[Segmentation mask data]
============================================================

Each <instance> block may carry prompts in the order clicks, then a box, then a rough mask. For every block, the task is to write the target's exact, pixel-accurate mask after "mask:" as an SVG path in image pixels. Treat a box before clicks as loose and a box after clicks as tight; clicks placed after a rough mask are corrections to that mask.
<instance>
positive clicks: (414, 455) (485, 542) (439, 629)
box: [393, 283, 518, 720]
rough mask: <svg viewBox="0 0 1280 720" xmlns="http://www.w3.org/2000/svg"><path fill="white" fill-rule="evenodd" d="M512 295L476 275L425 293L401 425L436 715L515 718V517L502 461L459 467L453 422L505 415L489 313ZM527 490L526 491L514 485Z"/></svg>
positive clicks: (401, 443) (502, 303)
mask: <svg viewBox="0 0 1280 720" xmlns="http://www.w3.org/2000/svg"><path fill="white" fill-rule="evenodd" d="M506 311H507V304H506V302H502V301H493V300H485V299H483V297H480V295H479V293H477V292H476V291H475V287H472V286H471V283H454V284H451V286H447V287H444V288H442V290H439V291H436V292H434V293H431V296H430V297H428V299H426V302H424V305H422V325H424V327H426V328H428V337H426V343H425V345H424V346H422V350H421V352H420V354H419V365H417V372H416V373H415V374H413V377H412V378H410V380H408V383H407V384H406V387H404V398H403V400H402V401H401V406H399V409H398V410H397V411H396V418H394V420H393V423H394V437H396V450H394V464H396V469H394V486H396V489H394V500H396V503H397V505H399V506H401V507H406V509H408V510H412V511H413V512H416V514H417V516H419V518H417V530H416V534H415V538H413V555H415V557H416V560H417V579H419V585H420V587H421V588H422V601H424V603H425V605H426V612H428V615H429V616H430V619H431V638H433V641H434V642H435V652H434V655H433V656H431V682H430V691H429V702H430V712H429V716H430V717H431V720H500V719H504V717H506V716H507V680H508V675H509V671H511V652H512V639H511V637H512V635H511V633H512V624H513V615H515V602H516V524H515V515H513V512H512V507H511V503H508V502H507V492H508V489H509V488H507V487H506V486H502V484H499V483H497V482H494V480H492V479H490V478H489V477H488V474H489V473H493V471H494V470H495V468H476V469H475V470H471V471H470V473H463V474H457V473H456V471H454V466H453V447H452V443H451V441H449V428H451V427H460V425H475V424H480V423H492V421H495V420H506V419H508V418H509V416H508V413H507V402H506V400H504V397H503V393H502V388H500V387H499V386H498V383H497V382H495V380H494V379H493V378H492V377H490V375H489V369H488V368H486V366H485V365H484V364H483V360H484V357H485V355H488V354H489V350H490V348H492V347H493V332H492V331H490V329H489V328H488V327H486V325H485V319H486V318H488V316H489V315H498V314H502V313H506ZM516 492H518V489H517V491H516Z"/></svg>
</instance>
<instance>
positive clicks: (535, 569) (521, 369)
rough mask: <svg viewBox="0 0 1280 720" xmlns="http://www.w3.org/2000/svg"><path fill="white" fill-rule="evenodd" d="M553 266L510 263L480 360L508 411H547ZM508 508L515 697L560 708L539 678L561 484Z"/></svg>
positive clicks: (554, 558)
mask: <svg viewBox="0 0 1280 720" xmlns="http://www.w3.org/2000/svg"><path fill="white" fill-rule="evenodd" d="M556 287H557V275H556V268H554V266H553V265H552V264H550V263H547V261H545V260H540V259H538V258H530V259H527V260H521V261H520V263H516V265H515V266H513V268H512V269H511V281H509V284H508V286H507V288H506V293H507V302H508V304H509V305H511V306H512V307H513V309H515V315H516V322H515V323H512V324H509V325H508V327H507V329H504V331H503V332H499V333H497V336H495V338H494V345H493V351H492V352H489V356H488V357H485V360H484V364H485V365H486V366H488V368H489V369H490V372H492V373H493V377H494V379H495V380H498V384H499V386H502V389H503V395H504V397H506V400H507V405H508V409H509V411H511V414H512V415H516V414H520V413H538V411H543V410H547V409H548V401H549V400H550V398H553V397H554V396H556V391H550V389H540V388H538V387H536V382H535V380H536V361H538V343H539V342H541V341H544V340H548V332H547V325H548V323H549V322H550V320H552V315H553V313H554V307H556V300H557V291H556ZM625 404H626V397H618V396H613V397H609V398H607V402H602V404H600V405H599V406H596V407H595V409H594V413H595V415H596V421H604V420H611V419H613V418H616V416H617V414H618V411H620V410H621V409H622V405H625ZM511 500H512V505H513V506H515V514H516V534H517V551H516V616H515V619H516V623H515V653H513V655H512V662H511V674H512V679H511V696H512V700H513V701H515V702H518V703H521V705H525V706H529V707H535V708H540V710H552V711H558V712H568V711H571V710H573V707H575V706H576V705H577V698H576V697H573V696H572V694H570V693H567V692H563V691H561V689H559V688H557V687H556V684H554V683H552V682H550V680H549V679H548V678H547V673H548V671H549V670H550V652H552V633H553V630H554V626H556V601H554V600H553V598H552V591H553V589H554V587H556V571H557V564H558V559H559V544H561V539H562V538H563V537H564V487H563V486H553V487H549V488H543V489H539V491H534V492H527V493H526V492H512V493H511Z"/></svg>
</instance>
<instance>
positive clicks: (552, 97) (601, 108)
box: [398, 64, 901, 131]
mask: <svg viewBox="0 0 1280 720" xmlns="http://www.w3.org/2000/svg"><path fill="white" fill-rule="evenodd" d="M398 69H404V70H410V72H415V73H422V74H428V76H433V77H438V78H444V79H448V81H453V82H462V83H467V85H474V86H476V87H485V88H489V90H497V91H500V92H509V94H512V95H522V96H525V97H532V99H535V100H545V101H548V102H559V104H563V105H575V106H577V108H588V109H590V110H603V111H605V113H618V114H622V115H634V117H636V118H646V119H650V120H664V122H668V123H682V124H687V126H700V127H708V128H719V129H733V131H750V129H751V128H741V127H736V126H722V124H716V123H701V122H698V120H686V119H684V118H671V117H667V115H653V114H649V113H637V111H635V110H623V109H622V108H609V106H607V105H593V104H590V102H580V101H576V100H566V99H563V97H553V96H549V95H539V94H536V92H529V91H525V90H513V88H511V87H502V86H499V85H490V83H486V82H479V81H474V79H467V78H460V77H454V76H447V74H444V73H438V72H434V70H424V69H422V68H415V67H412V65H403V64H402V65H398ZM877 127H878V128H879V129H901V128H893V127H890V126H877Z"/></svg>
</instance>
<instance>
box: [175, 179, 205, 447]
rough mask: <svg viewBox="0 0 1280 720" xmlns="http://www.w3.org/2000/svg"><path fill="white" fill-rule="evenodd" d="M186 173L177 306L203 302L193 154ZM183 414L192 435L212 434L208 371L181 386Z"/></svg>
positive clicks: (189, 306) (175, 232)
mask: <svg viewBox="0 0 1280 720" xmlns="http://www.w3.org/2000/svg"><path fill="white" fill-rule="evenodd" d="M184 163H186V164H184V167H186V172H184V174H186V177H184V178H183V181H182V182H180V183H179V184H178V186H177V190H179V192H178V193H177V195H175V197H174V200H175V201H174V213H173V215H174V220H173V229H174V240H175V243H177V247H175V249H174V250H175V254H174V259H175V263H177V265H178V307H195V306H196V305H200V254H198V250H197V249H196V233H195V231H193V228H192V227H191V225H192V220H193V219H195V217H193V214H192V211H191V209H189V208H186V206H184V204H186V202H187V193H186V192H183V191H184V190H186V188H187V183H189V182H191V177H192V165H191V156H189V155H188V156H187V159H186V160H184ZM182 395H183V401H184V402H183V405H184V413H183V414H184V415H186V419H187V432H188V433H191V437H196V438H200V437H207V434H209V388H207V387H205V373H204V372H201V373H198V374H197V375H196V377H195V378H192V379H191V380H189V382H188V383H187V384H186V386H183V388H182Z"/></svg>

============================================================

• _WORK INSTRUCTION_: Rewrite everything from the start of the listing down to the line that contains "box: [393, 283, 518, 720]", with "image pixels" changed to "pixel coordinates" and nothing else altered.

• _WRITTEN ANSWER_:
Each <instance> block may carry prompts in the order clicks, then a box, then a rough mask. For every block, the task is to write the target's exact, pixel-accurate mask after "mask:" as an SVG path in pixel coordinates. Treat a box before clicks as loose and a box after clicks as tight; clicks placed after a rough mask are corrections to that mask.
<instance>
positive clicks: (414, 455) (485, 542) (439, 629)
box: [393, 283, 518, 720]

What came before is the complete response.